• What to produce: All lines of the data shown below should be output exactly as they stand.

(Stored items)
===============
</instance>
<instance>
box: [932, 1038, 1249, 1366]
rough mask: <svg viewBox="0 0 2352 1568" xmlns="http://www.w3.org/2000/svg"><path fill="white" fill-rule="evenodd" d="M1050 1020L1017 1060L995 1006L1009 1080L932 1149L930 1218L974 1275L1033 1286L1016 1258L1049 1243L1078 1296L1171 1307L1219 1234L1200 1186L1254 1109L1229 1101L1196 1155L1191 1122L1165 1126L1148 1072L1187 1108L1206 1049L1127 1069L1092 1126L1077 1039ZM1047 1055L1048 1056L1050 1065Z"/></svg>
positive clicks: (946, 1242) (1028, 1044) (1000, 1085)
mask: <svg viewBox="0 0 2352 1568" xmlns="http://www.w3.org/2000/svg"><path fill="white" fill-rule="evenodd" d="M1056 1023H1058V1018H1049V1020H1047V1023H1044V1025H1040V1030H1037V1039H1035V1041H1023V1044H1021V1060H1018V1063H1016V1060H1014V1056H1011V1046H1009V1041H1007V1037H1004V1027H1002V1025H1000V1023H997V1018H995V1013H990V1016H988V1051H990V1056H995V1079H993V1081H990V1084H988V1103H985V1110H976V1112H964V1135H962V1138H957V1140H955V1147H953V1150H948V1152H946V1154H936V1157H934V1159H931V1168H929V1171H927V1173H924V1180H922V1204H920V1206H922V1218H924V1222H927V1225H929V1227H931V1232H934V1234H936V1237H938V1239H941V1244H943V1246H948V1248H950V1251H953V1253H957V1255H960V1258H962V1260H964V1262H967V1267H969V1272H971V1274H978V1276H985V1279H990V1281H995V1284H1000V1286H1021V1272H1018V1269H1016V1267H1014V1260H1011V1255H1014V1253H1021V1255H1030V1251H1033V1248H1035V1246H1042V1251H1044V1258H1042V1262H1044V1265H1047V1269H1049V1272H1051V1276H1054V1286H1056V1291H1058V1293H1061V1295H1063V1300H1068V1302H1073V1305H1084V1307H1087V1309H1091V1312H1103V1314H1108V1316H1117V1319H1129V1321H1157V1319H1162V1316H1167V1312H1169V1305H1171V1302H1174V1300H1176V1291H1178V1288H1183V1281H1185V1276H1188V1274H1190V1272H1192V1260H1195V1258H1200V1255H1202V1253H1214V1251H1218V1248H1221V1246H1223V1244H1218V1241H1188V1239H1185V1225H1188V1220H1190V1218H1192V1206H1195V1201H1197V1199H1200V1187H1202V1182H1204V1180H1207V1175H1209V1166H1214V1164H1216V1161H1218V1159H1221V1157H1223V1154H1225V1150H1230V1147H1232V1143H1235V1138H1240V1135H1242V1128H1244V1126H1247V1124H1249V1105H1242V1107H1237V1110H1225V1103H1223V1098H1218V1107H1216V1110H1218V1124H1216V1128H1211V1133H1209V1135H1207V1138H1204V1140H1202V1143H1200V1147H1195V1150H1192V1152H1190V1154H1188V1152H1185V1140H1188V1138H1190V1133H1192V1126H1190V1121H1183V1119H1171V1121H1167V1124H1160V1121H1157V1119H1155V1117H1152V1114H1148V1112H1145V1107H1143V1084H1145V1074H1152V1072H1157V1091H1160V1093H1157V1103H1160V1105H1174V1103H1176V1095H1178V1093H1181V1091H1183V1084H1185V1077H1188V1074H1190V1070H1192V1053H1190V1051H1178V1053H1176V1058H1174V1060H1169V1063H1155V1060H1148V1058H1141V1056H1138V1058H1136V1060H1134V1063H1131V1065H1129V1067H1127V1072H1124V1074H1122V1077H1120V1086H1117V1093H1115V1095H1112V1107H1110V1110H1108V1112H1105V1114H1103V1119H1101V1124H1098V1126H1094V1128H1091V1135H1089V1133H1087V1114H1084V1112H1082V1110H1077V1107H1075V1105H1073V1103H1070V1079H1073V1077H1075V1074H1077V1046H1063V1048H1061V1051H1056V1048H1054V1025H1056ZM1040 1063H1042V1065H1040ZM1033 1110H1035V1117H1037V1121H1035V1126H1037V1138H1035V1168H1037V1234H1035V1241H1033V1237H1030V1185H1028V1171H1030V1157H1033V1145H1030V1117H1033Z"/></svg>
===============
• Solution to this problem:
</instance>
<instance>
box: [932, 1038, 1249, 1366]
rough mask: <svg viewBox="0 0 2352 1568" xmlns="http://www.w3.org/2000/svg"><path fill="white" fill-rule="evenodd" d="M1050 1020L1017 1060L995 1006L1009 1080L932 1149L930 1218L974 1275L1033 1286L1016 1258L1049 1243L1078 1296L1171 1307L1219 1234L1200 1186L1254 1109L1229 1101L1196 1155L1191 1122L1165 1126L1148 1072L1187 1108L1206 1049L1127 1069L1092 1126L1077 1039ZM1047 1055L1048 1056L1050 1065Z"/></svg>
positive clicks: (946, 1242) (1028, 1044) (1000, 1085)
mask: <svg viewBox="0 0 2352 1568" xmlns="http://www.w3.org/2000/svg"><path fill="white" fill-rule="evenodd" d="M1056 1023H1058V1018H1049V1020H1047V1023H1044V1025H1040V1030H1037V1039H1035V1041H1023V1044H1021V1060H1018V1063H1016V1060H1014V1056H1011V1046H1009V1041H1007V1037H1004V1027H1002V1025H1000V1023H997V1018H995V1013H990V1016H988V1051H990V1056H995V1079H993V1081H990V1084H988V1103H985V1110H976V1112H964V1135H962V1138H957V1140H955V1147H953V1150H948V1152H946V1154H936V1157H934V1159H931V1168H929V1171H927V1173H924V1180H922V1204H920V1206H922V1218H924V1222H927V1225H929V1227H931V1232H934V1234H936V1237H938V1239H941V1244H943V1246H948V1248H950V1251H953V1253H957V1255H960V1258H962V1260H964V1262H967V1267H969V1272H971V1274H978V1276H985V1279H990V1281H995V1284H1000V1286H1021V1272H1018V1269H1016V1267H1014V1260H1011V1255H1014V1253H1021V1255H1030V1251H1033V1248H1035V1246H1042V1251H1044V1258H1042V1262H1044V1265H1047V1269H1049V1272H1051V1276H1054V1286H1056V1291H1058V1293H1061V1295H1063V1300H1068V1302H1073V1305H1084V1307H1087V1309H1091V1312H1103V1314H1108V1316H1117V1319H1129V1321H1157V1319H1162V1316H1167V1312H1169V1305H1171V1302H1174V1300H1176V1291H1178V1288H1183V1281H1185V1276H1188V1274H1190V1272H1192V1260H1195V1258H1200V1255H1202V1253H1214V1251H1218V1248H1221V1246H1223V1244H1218V1241H1188V1239H1185V1225H1188V1220H1190V1218H1192V1206H1195V1201H1197V1199H1200V1187H1202V1182H1204V1180H1207V1175H1209V1166H1214V1164H1216V1161H1218V1159H1221V1157H1223V1154H1225V1150H1230V1147H1232V1143H1235V1138H1240V1135H1242V1128H1244V1126H1247V1124H1249V1105H1242V1107H1237V1110H1225V1103H1223V1098H1218V1107H1216V1110H1218V1124H1216V1128H1211V1133H1209V1135H1207V1138H1204V1140H1202V1143H1200V1147H1195V1150H1192V1152H1190V1154H1188V1152H1185V1140H1188V1138H1190V1133H1192V1126H1190V1121H1183V1119H1171V1121H1167V1124H1160V1121H1157V1119H1155V1117H1152V1114H1148V1112H1145V1107H1143V1084H1145V1074H1152V1072H1157V1091H1160V1093H1157V1103H1160V1105H1174V1103H1176V1095H1178V1093H1181V1091H1183V1084H1185V1077H1188V1074H1190V1070H1192V1053H1190V1051H1178V1053H1176V1058H1174V1060H1169V1063H1155V1060H1148V1058H1141V1056H1138V1058H1136V1060H1134V1063H1131V1065H1129V1067H1127V1072H1124V1074H1122V1077H1120V1086H1117V1093H1115V1095H1112V1107H1110V1110H1108V1112H1105V1114H1103V1119H1101V1124H1098V1126H1094V1128H1091V1135H1089V1133H1087V1114H1084V1112H1082V1110H1077V1107H1075V1105H1073V1103H1070V1079H1073V1077H1075V1074H1077V1046H1063V1048H1061V1051H1056V1048H1054V1025H1056ZM1040 1063H1042V1065H1040ZM1033 1110H1035V1117H1037V1121H1035V1126H1037V1138H1035V1168H1037V1234H1035V1241H1033V1237H1030V1185H1028V1171H1030V1157H1033V1145H1030V1117H1033Z"/></svg>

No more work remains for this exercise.